TEXTO EXTRAÍDO:

╔══

Podia-se ver, na face mutilada de cada ave, o registro de sua luta para escapar da faca quente que cortara fora seu bico sob uma nuvem de fumaça acre: o bico havia sido cortado até a raiz, ou ferido em um ângulo, ou a mandíbula partira e protuberava sob os estilhaços da parte superior, ou havia um calombo na ponta do bico, uma estranha e malsucedida tentativa de cura, ou um tumor se desenvolvera em resposta ao trauma e obstruía as narinas. Podia-se ver em que direção cada ave desesperadamente sacudira a cabeça para escapar à lâmina (para cima, para baixo ou para os lados), podia-se ver com que violência se debatera e o quanto o grito abrira seu bico à medida que a faca cortava o osso, a cartilagem e os tecidos – o bico está ferido reto ou em um ângulo, a ponta está redonda ou chata, ou a parte inferior se parte e se divide, ou a parte superior está completamente perdida, ou as pontas estão soldadas em uma abertura redonda, congeladas em uma permanente expressão de espanto, uma grotesca ilusão de lábios frisados em um beijo.

Mas também se podia ver, com imensa gratidão e tristeza, a luz interior da vida de cada ave, sua beleza dourada, seu intenso ímpeto de viver e vir a ser ainda brilhando dentro da escuridão.
 
Naquele dia, e ainda por algumas semanas, muitas ficaram aglomeradas, buscando uma ínfima medida de calor e alento sob rotas asas alheias. Recusavam-se a deixar o celeiro, mantendo-se entrouxadas em um canto escondido e observando o extenso, enorme e ativo mundo lá fora de dentro do abrigo. Outras focavam exclusivamente o pedaço de mundo imediatamente à sua frente e bicavam o ar neuroticamente, por horas a fio, em alvos invisíveis.
Algumas tentavam se fazer invisíveis, enfiando-se no primeiro buraco, mesmo se o espaço fosse pouco maior que o suficiente para esconder seu rosto. Podia-se vê-las tentando desaparecer dentro desses bunkers absurdos, os corpos e as caudas ralas ficando para fora, mas suas faces escondidas, os olhos cobertos, protegidos das insuportáveis, devastadoras e assustadoras imagens e sons da vida. Ficavam imóveis em seus míseros e patéticos esconderijos, coração acelerado, corpo trêmulo, desejando nada além de um fim para o terror, uma migalha de conforto e paz.

╚══

Entradas armazenadas

╔══

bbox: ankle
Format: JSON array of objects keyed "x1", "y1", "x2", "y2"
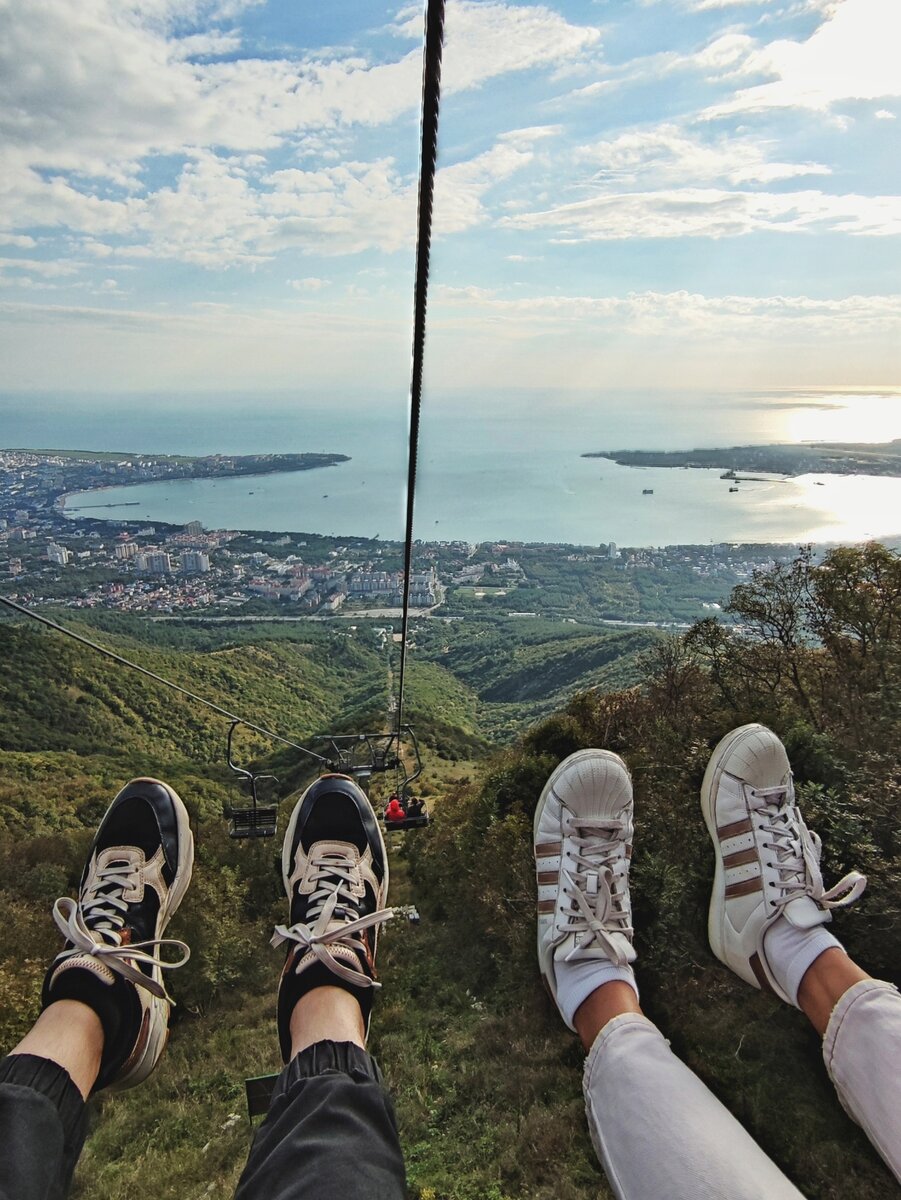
[
  {"x1": 288, "y1": 985, "x2": 366, "y2": 1058},
  {"x1": 798, "y1": 948, "x2": 870, "y2": 1037},
  {"x1": 10, "y1": 1000, "x2": 103, "y2": 1100},
  {"x1": 572, "y1": 979, "x2": 642, "y2": 1051}
]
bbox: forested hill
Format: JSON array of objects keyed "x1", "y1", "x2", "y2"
[{"x1": 0, "y1": 546, "x2": 901, "y2": 1200}]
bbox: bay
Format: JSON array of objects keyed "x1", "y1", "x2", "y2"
[{"x1": 0, "y1": 392, "x2": 901, "y2": 546}]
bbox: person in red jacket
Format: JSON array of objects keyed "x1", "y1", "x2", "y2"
[{"x1": 385, "y1": 793, "x2": 407, "y2": 822}]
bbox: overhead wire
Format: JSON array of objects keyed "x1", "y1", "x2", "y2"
[
  {"x1": 397, "y1": 0, "x2": 445, "y2": 745},
  {"x1": 0, "y1": 0, "x2": 445, "y2": 766},
  {"x1": 0, "y1": 596, "x2": 329, "y2": 764}
]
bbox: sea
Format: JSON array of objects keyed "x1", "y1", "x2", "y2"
[{"x1": 7, "y1": 391, "x2": 901, "y2": 546}]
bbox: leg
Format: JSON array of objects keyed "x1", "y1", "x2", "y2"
[
  {"x1": 235, "y1": 775, "x2": 407, "y2": 1200},
  {"x1": 535, "y1": 750, "x2": 800, "y2": 1200},
  {"x1": 701, "y1": 725, "x2": 901, "y2": 1180},
  {"x1": 0, "y1": 779, "x2": 193, "y2": 1200}
]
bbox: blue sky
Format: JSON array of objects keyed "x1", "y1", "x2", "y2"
[{"x1": 0, "y1": 0, "x2": 901, "y2": 410}]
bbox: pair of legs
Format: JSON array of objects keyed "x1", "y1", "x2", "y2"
[
  {"x1": 0, "y1": 726, "x2": 901, "y2": 1200},
  {"x1": 572, "y1": 947, "x2": 871, "y2": 1051},
  {"x1": 535, "y1": 725, "x2": 901, "y2": 1200}
]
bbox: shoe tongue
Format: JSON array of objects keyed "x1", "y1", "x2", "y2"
[{"x1": 782, "y1": 895, "x2": 829, "y2": 929}]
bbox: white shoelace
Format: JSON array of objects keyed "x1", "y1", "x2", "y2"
[
  {"x1": 271, "y1": 850, "x2": 395, "y2": 988},
  {"x1": 561, "y1": 816, "x2": 632, "y2": 966},
  {"x1": 53, "y1": 862, "x2": 191, "y2": 1004},
  {"x1": 747, "y1": 786, "x2": 866, "y2": 908}
]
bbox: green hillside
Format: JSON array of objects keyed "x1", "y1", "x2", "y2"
[{"x1": 0, "y1": 546, "x2": 901, "y2": 1200}]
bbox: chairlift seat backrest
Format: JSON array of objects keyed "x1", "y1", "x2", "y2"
[{"x1": 228, "y1": 808, "x2": 278, "y2": 838}]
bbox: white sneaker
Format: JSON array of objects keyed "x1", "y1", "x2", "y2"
[
  {"x1": 534, "y1": 750, "x2": 635, "y2": 1028},
  {"x1": 701, "y1": 725, "x2": 866, "y2": 1003}
]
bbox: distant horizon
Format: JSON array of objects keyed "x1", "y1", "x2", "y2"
[{"x1": 0, "y1": 0, "x2": 901, "y2": 403}]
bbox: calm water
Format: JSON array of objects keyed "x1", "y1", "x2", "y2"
[{"x1": 0, "y1": 394, "x2": 901, "y2": 545}]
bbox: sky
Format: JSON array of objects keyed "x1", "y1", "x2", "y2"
[{"x1": 0, "y1": 0, "x2": 901, "y2": 407}]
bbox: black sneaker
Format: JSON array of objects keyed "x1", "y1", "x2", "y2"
[
  {"x1": 42, "y1": 779, "x2": 194, "y2": 1091},
  {"x1": 272, "y1": 775, "x2": 394, "y2": 1062}
]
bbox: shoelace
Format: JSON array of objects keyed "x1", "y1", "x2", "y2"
[
  {"x1": 563, "y1": 816, "x2": 632, "y2": 966},
  {"x1": 271, "y1": 851, "x2": 395, "y2": 988},
  {"x1": 749, "y1": 786, "x2": 866, "y2": 908},
  {"x1": 53, "y1": 862, "x2": 191, "y2": 1004}
]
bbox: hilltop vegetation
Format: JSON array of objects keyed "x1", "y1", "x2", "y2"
[{"x1": 0, "y1": 546, "x2": 901, "y2": 1200}]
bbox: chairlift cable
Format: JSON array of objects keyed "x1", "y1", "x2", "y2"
[
  {"x1": 397, "y1": 0, "x2": 445, "y2": 746},
  {"x1": 0, "y1": 9, "x2": 445, "y2": 792},
  {"x1": 0, "y1": 595, "x2": 329, "y2": 766}
]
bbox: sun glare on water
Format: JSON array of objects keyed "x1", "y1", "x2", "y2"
[{"x1": 782, "y1": 389, "x2": 901, "y2": 442}]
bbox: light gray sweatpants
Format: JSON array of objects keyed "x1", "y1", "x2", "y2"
[{"x1": 583, "y1": 979, "x2": 901, "y2": 1200}]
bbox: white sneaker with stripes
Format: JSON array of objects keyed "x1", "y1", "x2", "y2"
[
  {"x1": 534, "y1": 750, "x2": 635, "y2": 1028},
  {"x1": 701, "y1": 725, "x2": 866, "y2": 1003}
]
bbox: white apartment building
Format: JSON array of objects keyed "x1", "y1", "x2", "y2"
[{"x1": 181, "y1": 550, "x2": 210, "y2": 575}]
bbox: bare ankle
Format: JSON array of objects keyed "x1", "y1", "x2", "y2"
[
  {"x1": 572, "y1": 979, "x2": 642, "y2": 1050},
  {"x1": 289, "y1": 986, "x2": 366, "y2": 1057}
]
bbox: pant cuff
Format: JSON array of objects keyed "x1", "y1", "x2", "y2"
[
  {"x1": 272, "y1": 1042, "x2": 382, "y2": 1099},
  {"x1": 823, "y1": 979, "x2": 897, "y2": 1084},
  {"x1": 0, "y1": 1054, "x2": 85, "y2": 1146}
]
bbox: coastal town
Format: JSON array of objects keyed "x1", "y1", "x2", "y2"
[{"x1": 0, "y1": 450, "x2": 795, "y2": 625}]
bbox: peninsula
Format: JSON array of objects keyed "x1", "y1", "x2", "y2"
[{"x1": 582, "y1": 438, "x2": 901, "y2": 476}]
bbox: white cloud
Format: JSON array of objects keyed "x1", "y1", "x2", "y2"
[
  {"x1": 434, "y1": 287, "x2": 901, "y2": 336},
  {"x1": 0, "y1": 0, "x2": 599, "y2": 266},
  {"x1": 499, "y1": 187, "x2": 901, "y2": 244},
  {"x1": 707, "y1": 0, "x2": 901, "y2": 118},
  {"x1": 288, "y1": 275, "x2": 329, "y2": 292},
  {"x1": 396, "y1": 0, "x2": 601, "y2": 95},
  {"x1": 577, "y1": 124, "x2": 829, "y2": 186}
]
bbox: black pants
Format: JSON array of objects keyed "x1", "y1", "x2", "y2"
[{"x1": 0, "y1": 1042, "x2": 407, "y2": 1200}]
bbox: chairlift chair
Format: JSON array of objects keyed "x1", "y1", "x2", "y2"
[{"x1": 226, "y1": 721, "x2": 278, "y2": 838}]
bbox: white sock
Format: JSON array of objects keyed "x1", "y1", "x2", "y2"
[
  {"x1": 554, "y1": 959, "x2": 638, "y2": 1028},
  {"x1": 763, "y1": 917, "x2": 843, "y2": 1008}
]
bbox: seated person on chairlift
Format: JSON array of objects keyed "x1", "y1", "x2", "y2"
[{"x1": 385, "y1": 792, "x2": 407, "y2": 822}]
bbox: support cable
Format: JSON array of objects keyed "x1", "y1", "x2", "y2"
[
  {"x1": 397, "y1": 0, "x2": 445, "y2": 745},
  {"x1": 0, "y1": 596, "x2": 329, "y2": 766}
]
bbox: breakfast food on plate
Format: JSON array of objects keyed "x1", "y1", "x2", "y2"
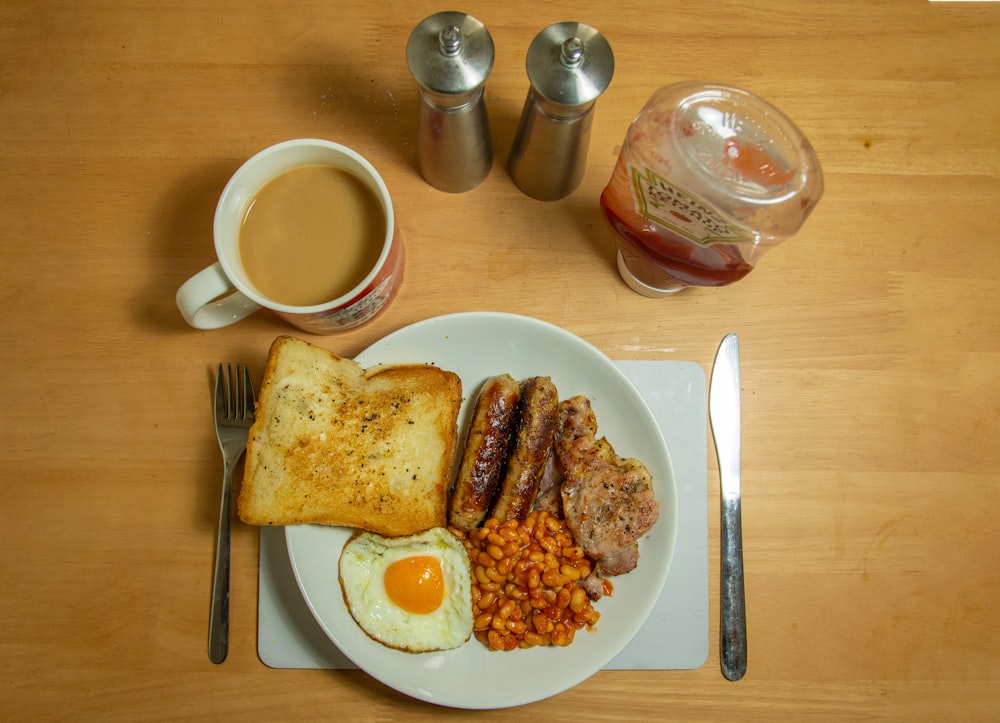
[
  {"x1": 490, "y1": 377, "x2": 559, "y2": 521},
  {"x1": 238, "y1": 336, "x2": 462, "y2": 536},
  {"x1": 454, "y1": 512, "x2": 600, "y2": 650},
  {"x1": 339, "y1": 528, "x2": 473, "y2": 653},
  {"x1": 448, "y1": 374, "x2": 521, "y2": 531},
  {"x1": 555, "y1": 396, "x2": 660, "y2": 576}
]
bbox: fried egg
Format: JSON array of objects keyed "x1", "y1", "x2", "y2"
[{"x1": 339, "y1": 527, "x2": 472, "y2": 653}]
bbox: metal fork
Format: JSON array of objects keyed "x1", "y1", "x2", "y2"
[{"x1": 208, "y1": 364, "x2": 254, "y2": 663}]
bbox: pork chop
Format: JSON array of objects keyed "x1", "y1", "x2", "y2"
[{"x1": 555, "y1": 396, "x2": 660, "y2": 576}]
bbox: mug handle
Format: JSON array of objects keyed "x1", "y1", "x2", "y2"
[{"x1": 176, "y1": 262, "x2": 260, "y2": 329}]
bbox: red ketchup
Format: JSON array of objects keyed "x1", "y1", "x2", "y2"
[{"x1": 601, "y1": 83, "x2": 823, "y2": 297}]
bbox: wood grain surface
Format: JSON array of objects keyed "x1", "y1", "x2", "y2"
[{"x1": 0, "y1": 0, "x2": 1000, "y2": 721}]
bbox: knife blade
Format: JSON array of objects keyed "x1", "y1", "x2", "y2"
[{"x1": 709, "y1": 333, "x2": 747, "y2": 681}]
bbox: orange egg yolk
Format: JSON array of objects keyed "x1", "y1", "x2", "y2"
[{"x1": 383, "y1": 555, "x2": 444, "y2": 615}]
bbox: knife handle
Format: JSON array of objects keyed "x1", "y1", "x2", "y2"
[{"x1": 721, "y1": 497, "x2": 747, "y2": 680}]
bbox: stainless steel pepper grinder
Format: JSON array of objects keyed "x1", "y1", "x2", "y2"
[
  {"x1": 406, "y1": 12, "x2": 494, "y2": 193},
  {"x1": 507, "y1": 22, "x2": 615, "y2": 201}
]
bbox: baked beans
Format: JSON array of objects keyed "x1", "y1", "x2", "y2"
[{"x1": 452, "y1": 511, "x2": 600, "y2": 650}]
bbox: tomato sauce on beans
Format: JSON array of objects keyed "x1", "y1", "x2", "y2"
[{"x1": 452, "y1": 511, "x2": 611, "y2": 650}]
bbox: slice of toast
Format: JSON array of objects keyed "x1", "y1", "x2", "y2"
[{"x1": 238, "y1": 336, "x2": 462, "y2": 536}]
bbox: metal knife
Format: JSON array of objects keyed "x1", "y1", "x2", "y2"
[{"x1": 709, "y1": 334, "x2": 747, "y2": 680}]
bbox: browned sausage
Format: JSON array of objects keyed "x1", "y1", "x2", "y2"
[
  {"x1": 490, "y1": 377, "x2": 559, "y2": 520},
  {"x1": 448, "y1": 374, "x2": 521, "y2": 532}
]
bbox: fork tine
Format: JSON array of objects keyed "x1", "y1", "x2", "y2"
[
  {"x1": 243, "y1": 366, "x2": 256, "y2": 419},
  {"x1": 215, "y1": 363, "x2": 227, "y2": 419},
  {"x1": 226, "y1": 363, "x2": 239, "y2": 419}
]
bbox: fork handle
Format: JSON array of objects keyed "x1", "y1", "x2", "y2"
[{"x1": 208, "y1": 459, "x2": 233, "y2": 663}]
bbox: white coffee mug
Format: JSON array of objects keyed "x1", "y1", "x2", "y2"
[{"x1": 176, "y1": 138, "x2": 403, "y2": 334}]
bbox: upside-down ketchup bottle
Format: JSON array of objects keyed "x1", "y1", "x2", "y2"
[{"x1": 601, "y1": 83, "x2": 823, "y2": 297}]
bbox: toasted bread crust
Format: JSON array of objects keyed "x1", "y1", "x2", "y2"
[{"x1": 238, "y1": 337, "x2": 462, "y2": 536}]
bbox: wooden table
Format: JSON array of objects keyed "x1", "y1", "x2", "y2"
[{"x1": 0, "y1": 0, "x2": 1000, "y2": 721}]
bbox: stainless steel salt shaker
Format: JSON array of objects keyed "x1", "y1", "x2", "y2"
[
  {"x1": 406, "y1": 12, "x2": 494, "y2": 193},
  {"x1": 507, "y1": 22, "x2": 615, "y2": 201}
]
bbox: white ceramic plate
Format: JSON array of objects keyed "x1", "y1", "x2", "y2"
[{"x1": 285, "y1": 312, "x2": 677, "y2": 709}]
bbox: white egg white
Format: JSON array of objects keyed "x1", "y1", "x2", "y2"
[{"x1": 339, "y1": 527, "x2": 473, "y2": 653}]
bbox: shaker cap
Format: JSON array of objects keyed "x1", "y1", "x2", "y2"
[
  {"x1": 406, "y1": 12, "x2": 494, "y2": 95},
  {"x1": 526, "y1": 22, "x2": 615, "y2": 106}
]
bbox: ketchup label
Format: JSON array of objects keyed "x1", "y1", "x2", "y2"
[{"x1": 629, "y1": 166, "x2": 754, "y2": 246}]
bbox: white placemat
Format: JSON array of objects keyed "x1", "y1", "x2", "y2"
[{"x1": 257, "y1": 361, "x2": 708, "y2": 670}]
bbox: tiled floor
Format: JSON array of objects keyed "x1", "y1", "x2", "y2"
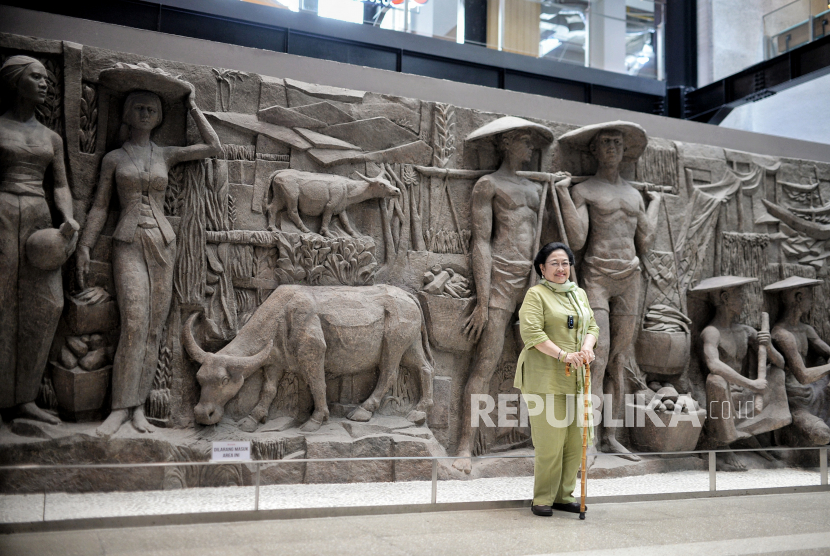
[
  {"x1": 0, "y1": 469, "x2": 820, "y2": 523},
  {"x1": 0, "y1": 492, "x2": 830, "y2": 556}
]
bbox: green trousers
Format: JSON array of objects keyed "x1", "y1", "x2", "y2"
[{"x1": 523, "y1": 392, "x2": 582, "y2": 506}]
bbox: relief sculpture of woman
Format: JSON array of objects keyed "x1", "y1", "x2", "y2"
[
  {"x1": 0, "y1": 56, "x2": 78, "y2": 424},
  {"x1": 77, "y1": 66, "x2": 221, "y2": 436}
]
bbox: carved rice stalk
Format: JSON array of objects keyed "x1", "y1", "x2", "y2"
[
  {"x1": 401, "y1": 164, "x2": 426, "y2": 251},
  {"x1": 173, "y1": 162, "x2": 208, "y2": 303},
  {"x1": 79, "y1": 83, "x2": 98, "y2": 154},
  {"x1": 432, "y1": 103, "x2": 455, "y2": 168}
]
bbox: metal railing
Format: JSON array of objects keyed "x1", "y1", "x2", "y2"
[{"x1": 0, "y1": 446, "x2": 828, "y2": 522}]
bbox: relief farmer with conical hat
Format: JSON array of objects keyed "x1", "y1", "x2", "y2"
[
  {"x1": 690, "y1": 276, "x2": 792, "y2": 471},
  {"x1": 453, "y1": 116, "x2": 553, "y2": 473},
  {"x1": 556, "y1": 122, "x2": 661, "y2": 461},
  {"x1": 764, "y1": 276, "x2": 830, "y2": 446}
]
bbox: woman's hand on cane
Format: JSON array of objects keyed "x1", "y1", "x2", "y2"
[{"x1": 565, "y1": 351, "x2": 584, "y2": 369}]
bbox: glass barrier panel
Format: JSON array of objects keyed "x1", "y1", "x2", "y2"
[
  {"x1": 764, "y1": 0, "x2": 812, "y2": 59},
  {"x1": 236, "y1": 0, "x2": 665, "y2": 79}
]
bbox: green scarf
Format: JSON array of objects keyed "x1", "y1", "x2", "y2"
[{"x1": 540, "y1": 278, "x2": 594, "y2": 442}]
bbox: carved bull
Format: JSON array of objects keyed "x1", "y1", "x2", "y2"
[
  {"x1": 182, "y1": 285, "x2": 433, "y2": 432},
  {"x1": 266, "y1": 170, "x2": 401, "y2": 237}
]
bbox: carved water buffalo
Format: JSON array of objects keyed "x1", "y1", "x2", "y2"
[
  {"x1": 266, "y1": 170, "x2": 401, "y2": 237},
  {"x1": 182, "y1": 285, "x2": 433, "y2": 432}
]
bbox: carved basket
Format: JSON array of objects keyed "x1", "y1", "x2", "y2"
[
  {"x1": 635, "y1": 329, "x2": 691, "y2": 376},
  {"x1": 625, "y1": 403, "x2": 706, "y2": 452},
  {"x1": 52, "y1": 362, "x2": 112, "y2": 421}
]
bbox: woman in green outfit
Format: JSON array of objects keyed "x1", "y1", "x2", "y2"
[{"x1": 514, "y1": 243, "x2": 599, "y2": 516}]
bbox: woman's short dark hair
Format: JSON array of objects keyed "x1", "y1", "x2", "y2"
[{"x1": 533, "y1": 241, "x2": 575, "y2": 276}]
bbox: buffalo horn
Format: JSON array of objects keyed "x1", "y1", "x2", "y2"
[{"x1": 182, "y1": 313, "x2": 209, "y2": 364}]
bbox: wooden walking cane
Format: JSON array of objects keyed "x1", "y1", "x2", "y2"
[{"x1": 579, "y1": 363, "x2": 591, "y2": 519}]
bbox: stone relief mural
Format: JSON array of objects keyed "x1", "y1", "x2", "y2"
[{"x1": 0, "y1": 35, "x2": 830, "y2": 491}]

╚══

O QUE SE PEDE:
Retome o texto sobre as aves de bico mutilado e continue-o a partir da última frase.

RESULTADO DO EXERCÍCIO:
Algumas almas impetuosas se aventuraram no centro do celeiro, aparentemente com a certeza de que ali jazia aquilo pelo que ansiaram durante toda sua jovem vida – o que quer que isso fosse para alguém condenado a um ambiente desolado. Alimento para a alma? Conhecimento? Um sensação de possibilidade? Sua curiosidade, sua necessidade de alimentar a mente faminta, eram maiores que a precaução.

Uma jovem e intrépida galinha saltou em uma tigela de grãos não porque quisesse comer – a nutrição podia esperar – mas porque queria fazer algo que lhe fora negado por toda a vida: um banho de areia. Podia-se ouvi-la adejar e saltitar dentro da tigela, cavoucando os grãos, cobrindo-se deles, arremessando-os no ar como confete e, à medida que as contas esfregavam e limpavam sua pele incrustada, o que lhe restava de penas esvoaçava como uma rosa maltrapilha, suas frágeis asas e pernas faceiras em um arroubo extático, os olhos revirando num sonho, as pálpebras cerradas sob o doce peso do deleite. O primeiro banho de areia de sua vida.

Perto dela, em uma tigela d’água próxima, três galinhas se ajuntaram e beberam, desapressadas, como se tivessem todo o tempo do mundo – elas tinham! – mergulhando os bicos mutilados em água fresca, deixando o fresco burburejar de cada gole rolar língua abaixo, uma gota faiscante sempre pendurada na ponta, olhos fechados, cabeças inclinadas para trás, o queixo erguido para o alto, o bico entreaberto como num silencioso canto para o céu aberto.

E então havia a jovem galinha que não se movera do lugar em que havia sido colocada. Que ainda se apoiava contra a escada de poleiros, uma asa pendurada no degrau mais baixo, outra arrastando no chão como se tentasse mantê-la em pé, mantendo ou retomando o equilíbrio.
 
Quando gentilmente empurrada, cambaleava até a tigela d’água mais próxima e se acomodava ali, sem ir adiante. Ficava ali, o ângulo da crista caída apontando para um olho assustado, aturdido. Muitas paralisaram assim quando pisaram pela primeira vez em terreno aberto, incertas do que fazer, aonde ir, incertas do que fazer com o fato de que HAVIA para onde ir, um horizonte que se estendia além do muro da prisão que haviam mirado por toda sua pobre vida, um espaço repleto de algo que nunca haviam experimentado: céu aberto, luz do sol, canção de pássaros, perfumes de uma terra viva – e um chão que acariciava o pé, estalando, murmurando e cedendo docemente sob cada passo, um chão que não punia cada passo como os pisos de arame sobre os quais andaram a vida toda – um piso coberto de palha!
 
Mas esta pequena galinha nunca se movia. Permanecia imóvel no mesmo ponto por horas, incapaz ou indesejosa de comer ou beber ainda que houvesse comida e água a poucos centímetros.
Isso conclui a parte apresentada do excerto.